Your goal: If a line in the data below includes the string "wall", please return a copy of it.

Stored entries

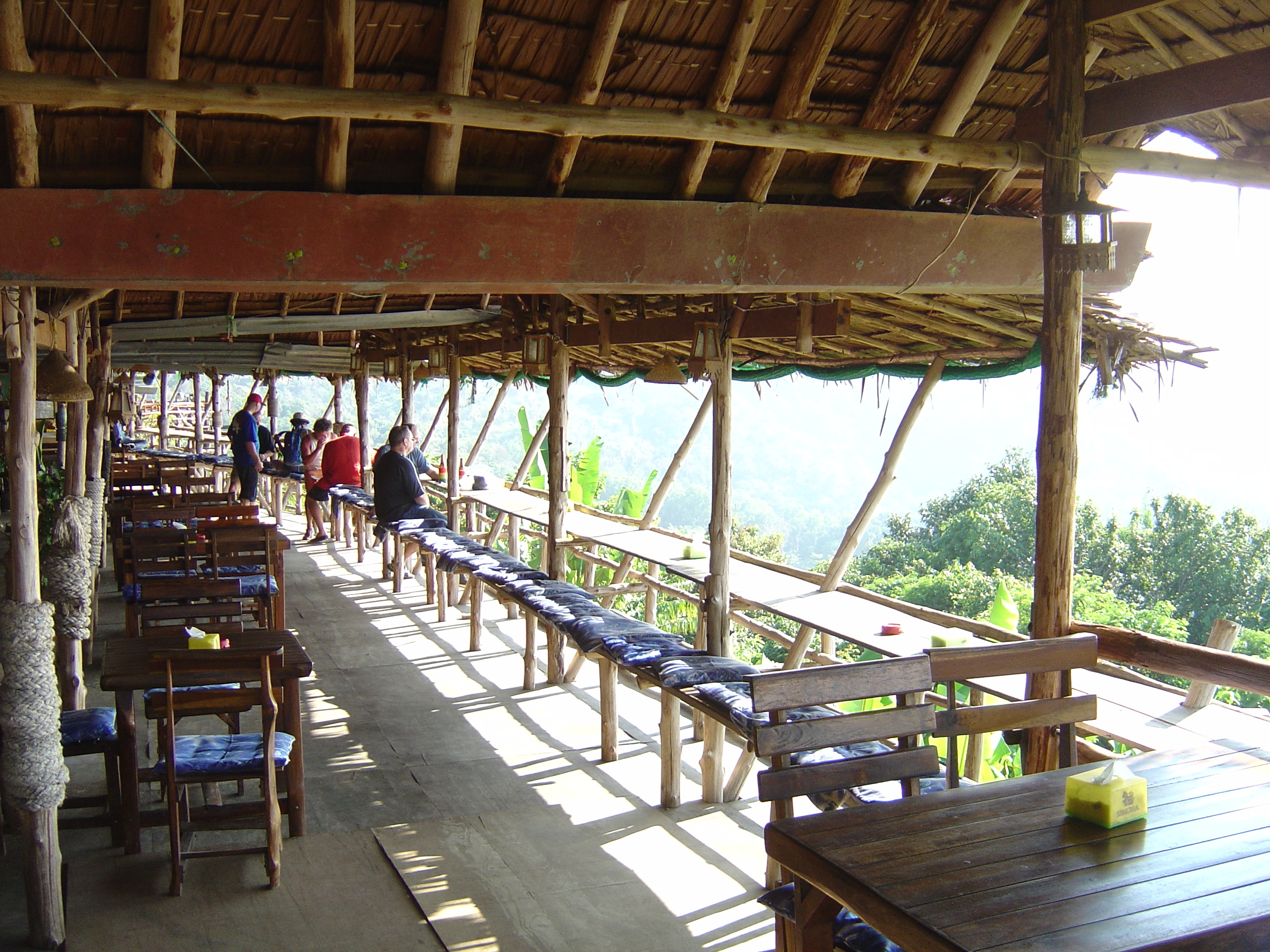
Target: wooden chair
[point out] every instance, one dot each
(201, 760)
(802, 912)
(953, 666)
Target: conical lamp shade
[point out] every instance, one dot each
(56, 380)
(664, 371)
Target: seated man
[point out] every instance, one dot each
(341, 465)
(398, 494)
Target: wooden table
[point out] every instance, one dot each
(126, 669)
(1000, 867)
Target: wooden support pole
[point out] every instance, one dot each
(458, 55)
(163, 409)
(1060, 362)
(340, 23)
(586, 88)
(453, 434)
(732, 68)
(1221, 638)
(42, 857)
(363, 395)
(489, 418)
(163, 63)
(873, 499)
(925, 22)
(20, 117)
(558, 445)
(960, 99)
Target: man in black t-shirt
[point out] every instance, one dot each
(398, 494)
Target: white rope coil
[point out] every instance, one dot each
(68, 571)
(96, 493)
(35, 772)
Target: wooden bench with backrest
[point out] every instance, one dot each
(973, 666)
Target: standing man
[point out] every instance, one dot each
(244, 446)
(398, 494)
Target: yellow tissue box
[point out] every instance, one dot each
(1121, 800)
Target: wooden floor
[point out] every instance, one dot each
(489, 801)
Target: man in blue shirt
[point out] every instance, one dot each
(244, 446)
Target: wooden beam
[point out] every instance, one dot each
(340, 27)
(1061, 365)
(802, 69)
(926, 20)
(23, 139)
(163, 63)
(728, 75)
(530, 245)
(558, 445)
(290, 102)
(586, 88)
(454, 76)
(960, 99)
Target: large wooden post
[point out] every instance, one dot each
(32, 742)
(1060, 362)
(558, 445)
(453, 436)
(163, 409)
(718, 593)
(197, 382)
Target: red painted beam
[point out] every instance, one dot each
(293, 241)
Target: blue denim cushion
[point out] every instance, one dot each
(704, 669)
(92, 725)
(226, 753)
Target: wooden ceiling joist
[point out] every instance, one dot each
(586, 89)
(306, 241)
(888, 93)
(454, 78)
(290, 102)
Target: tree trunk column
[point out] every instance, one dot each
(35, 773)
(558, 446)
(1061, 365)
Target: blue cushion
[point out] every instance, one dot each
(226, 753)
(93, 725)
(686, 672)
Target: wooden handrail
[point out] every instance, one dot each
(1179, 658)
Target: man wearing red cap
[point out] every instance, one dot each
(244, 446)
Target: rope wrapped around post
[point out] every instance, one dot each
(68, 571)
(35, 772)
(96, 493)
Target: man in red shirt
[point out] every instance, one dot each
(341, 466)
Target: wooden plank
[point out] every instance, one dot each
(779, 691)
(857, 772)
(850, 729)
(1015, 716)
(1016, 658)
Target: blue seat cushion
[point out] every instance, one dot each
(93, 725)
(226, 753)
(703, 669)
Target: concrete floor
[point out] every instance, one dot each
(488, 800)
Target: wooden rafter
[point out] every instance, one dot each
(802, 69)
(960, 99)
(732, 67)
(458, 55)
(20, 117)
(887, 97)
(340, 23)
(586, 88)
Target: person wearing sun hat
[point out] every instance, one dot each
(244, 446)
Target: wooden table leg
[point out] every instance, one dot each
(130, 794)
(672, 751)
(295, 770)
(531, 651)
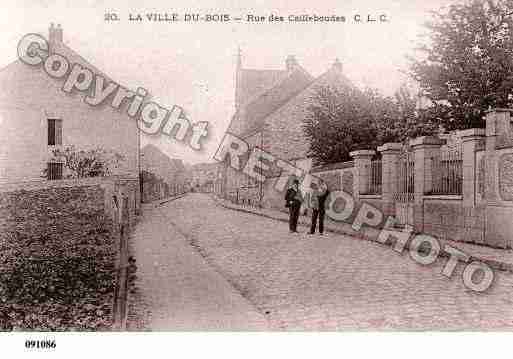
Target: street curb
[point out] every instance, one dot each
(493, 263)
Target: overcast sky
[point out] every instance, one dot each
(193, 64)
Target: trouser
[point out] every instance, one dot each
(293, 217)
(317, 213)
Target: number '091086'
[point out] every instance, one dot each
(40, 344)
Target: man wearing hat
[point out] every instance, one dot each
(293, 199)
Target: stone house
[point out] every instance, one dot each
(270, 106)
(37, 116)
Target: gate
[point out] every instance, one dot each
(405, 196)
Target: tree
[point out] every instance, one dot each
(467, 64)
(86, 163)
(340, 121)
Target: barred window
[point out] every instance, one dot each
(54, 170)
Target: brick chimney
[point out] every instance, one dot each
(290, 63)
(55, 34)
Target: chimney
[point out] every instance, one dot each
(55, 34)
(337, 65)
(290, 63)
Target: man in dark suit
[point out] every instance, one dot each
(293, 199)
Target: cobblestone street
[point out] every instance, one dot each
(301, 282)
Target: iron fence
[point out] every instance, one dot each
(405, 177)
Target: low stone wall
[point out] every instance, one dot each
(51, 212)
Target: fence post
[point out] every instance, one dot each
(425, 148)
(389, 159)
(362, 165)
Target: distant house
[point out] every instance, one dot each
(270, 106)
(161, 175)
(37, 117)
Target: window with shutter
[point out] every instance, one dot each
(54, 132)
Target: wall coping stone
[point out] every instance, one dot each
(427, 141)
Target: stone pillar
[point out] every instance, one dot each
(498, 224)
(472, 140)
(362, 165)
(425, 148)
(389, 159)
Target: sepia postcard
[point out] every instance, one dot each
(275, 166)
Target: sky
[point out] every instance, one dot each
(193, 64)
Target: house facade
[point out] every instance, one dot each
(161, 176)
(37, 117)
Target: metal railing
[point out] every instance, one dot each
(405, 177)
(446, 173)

--

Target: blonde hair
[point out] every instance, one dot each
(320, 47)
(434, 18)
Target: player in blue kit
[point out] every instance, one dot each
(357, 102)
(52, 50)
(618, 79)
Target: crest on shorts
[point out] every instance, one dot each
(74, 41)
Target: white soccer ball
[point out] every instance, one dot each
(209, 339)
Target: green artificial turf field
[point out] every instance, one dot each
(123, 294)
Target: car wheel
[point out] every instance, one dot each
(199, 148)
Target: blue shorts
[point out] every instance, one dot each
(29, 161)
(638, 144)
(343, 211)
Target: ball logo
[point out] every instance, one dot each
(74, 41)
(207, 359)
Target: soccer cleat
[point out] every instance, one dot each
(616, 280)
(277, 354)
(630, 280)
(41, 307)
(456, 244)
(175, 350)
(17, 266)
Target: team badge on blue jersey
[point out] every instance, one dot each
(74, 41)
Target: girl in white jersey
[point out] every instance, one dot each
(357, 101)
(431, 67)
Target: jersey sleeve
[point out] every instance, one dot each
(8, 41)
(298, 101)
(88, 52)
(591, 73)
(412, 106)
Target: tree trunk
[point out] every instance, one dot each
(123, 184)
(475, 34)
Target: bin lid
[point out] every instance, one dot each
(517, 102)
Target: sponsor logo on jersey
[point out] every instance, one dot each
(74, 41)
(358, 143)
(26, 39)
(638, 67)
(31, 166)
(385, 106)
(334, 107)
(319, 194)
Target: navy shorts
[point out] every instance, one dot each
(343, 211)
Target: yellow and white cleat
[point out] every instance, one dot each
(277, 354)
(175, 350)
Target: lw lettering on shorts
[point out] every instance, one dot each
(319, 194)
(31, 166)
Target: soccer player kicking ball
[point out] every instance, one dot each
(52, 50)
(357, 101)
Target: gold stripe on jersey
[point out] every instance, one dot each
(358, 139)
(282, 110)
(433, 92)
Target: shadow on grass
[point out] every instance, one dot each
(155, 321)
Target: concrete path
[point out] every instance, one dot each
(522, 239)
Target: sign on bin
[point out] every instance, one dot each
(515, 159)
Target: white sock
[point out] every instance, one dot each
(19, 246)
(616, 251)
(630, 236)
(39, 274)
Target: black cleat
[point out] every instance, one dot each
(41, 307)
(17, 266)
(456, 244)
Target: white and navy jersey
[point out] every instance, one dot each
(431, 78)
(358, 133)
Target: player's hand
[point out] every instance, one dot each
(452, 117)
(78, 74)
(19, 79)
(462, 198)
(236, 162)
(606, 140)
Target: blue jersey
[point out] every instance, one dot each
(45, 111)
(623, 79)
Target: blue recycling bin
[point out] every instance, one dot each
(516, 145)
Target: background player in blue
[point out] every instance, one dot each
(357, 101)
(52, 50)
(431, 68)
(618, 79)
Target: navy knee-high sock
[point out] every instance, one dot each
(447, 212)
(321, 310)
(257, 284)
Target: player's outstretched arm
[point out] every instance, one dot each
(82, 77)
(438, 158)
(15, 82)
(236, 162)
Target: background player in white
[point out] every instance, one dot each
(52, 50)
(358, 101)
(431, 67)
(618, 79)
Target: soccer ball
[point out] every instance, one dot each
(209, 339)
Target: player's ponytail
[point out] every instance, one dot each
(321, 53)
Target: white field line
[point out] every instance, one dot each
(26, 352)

Solution for this exercise:
Target: low stone wall
Target: wall coping stone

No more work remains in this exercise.